Copy out, word for word, the lines of the items starting with the line that contains "Practice: put a marker on each instance of the fence" and going on through the end of the items.

------ Records supplied ------

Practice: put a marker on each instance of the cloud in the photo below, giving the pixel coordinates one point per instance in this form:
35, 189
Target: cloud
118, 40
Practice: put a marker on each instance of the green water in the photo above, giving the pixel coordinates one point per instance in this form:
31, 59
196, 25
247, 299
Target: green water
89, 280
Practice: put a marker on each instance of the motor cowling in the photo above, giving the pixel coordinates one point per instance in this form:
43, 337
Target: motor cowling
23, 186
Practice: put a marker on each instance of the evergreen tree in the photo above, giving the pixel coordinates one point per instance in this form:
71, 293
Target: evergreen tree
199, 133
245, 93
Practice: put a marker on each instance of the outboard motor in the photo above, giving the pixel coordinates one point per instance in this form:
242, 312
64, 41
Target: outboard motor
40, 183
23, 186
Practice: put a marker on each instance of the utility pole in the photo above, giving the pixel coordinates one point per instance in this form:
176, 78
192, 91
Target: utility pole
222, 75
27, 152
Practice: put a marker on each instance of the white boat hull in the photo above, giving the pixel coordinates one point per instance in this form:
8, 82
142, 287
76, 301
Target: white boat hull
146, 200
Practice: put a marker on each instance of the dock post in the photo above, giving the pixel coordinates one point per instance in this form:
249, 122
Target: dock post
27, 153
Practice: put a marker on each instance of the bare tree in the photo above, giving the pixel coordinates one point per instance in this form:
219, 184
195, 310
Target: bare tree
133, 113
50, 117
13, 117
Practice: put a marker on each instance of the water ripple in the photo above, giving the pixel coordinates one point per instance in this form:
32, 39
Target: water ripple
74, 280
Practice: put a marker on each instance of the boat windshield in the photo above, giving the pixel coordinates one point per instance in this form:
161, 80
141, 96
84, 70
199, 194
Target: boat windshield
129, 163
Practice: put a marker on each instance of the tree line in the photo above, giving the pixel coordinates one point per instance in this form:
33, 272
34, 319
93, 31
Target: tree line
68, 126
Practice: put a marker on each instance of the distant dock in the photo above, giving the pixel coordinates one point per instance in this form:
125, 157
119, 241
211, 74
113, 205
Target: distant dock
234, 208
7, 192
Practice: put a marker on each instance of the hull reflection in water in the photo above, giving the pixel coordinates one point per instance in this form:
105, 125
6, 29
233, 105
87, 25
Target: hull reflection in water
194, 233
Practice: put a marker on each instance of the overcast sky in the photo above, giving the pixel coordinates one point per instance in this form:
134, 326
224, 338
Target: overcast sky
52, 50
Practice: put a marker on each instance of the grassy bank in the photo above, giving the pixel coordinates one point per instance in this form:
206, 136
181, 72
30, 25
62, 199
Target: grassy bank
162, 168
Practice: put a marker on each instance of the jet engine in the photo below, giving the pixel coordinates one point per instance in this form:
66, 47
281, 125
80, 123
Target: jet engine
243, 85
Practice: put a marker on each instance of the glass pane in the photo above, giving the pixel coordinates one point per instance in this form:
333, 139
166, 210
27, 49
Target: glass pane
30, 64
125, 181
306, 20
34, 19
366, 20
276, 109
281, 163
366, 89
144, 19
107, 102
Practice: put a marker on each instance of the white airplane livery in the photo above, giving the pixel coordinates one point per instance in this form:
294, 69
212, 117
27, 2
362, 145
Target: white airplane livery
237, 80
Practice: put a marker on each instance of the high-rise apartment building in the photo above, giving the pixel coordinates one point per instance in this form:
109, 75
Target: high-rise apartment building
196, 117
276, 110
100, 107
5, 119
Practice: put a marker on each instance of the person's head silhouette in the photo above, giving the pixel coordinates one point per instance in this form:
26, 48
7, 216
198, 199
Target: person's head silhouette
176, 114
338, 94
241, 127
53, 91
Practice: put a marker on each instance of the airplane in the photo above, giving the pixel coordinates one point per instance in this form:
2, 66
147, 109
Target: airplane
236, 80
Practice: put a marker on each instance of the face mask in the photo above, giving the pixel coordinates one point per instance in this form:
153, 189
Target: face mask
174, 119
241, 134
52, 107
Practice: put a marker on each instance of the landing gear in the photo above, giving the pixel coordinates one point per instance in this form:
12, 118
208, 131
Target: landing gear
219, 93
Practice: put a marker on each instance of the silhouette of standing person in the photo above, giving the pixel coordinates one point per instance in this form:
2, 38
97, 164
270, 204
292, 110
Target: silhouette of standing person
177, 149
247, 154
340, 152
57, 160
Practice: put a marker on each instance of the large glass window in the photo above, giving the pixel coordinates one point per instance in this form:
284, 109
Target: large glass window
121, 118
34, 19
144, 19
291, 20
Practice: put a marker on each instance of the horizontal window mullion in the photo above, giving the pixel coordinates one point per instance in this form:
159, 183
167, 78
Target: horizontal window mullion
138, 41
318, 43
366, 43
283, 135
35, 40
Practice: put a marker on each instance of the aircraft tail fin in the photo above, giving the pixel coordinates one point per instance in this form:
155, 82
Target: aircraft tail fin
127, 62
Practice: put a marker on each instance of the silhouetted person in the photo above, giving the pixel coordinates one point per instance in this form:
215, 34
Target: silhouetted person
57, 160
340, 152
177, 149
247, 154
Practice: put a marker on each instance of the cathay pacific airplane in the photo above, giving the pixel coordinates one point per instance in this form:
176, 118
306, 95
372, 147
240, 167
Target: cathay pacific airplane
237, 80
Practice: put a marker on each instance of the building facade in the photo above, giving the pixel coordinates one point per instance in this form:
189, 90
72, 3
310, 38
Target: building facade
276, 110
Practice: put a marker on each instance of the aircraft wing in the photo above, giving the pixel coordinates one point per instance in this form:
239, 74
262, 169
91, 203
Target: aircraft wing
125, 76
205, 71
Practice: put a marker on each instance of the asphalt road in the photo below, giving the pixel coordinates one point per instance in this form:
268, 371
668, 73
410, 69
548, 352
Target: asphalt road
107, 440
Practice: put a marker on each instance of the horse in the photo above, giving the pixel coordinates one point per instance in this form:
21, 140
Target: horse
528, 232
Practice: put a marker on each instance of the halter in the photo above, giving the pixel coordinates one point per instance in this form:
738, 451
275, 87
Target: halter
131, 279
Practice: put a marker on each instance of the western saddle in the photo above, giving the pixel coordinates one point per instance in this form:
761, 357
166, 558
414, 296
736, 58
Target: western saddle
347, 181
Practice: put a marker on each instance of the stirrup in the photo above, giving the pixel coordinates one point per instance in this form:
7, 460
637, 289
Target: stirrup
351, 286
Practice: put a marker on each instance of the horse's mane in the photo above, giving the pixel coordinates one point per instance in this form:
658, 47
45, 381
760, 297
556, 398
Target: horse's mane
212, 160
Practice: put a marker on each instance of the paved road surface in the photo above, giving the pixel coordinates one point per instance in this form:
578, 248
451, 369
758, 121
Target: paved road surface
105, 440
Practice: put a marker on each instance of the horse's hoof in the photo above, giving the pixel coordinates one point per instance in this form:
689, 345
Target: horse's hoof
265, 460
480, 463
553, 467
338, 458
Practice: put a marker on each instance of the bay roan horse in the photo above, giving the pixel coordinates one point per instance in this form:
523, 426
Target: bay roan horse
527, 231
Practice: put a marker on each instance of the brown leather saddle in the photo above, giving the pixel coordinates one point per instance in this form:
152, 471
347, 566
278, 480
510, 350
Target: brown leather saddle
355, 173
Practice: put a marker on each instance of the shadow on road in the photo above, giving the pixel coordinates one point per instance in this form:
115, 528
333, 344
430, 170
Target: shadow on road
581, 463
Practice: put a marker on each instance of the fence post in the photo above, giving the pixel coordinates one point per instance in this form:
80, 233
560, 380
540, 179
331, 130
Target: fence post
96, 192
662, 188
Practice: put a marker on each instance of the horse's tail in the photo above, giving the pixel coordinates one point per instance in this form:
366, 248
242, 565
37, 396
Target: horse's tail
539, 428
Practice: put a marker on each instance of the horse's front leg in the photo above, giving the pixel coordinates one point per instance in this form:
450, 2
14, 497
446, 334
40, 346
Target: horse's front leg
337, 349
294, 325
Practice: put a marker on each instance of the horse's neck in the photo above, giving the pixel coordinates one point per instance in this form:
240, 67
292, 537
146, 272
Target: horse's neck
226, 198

------

Written reply:
Practice: put a marker on each instance of the fence post in the photo above, giving the pixel coordinates one point per instance in this form:
80, 233
560, 380
540, 179
331, 130
Target: fence post
96, 192
662, 188
Practice: put a marker on each instance of the horse's tail in the photo above, giving the pixel coordinates one point per instance in this form:
366, 248
242, 565
37, 396
Target: horse's tail
539, 428
Practice: put a marker on each instance of the horse's front leg in the photo above, giving the pixel coordinates one point per instance in this form:
450, 2
14, 497
446, 334
40, 346
Target: horse's front leg
337, 349
294, 325
Practice: put a marker on each instance of the horse's neck in the photo above, giving the pixel coordinates one point per instance in this form:
240, 67
292, 537
146, 272
Target: horse's neck
226, 198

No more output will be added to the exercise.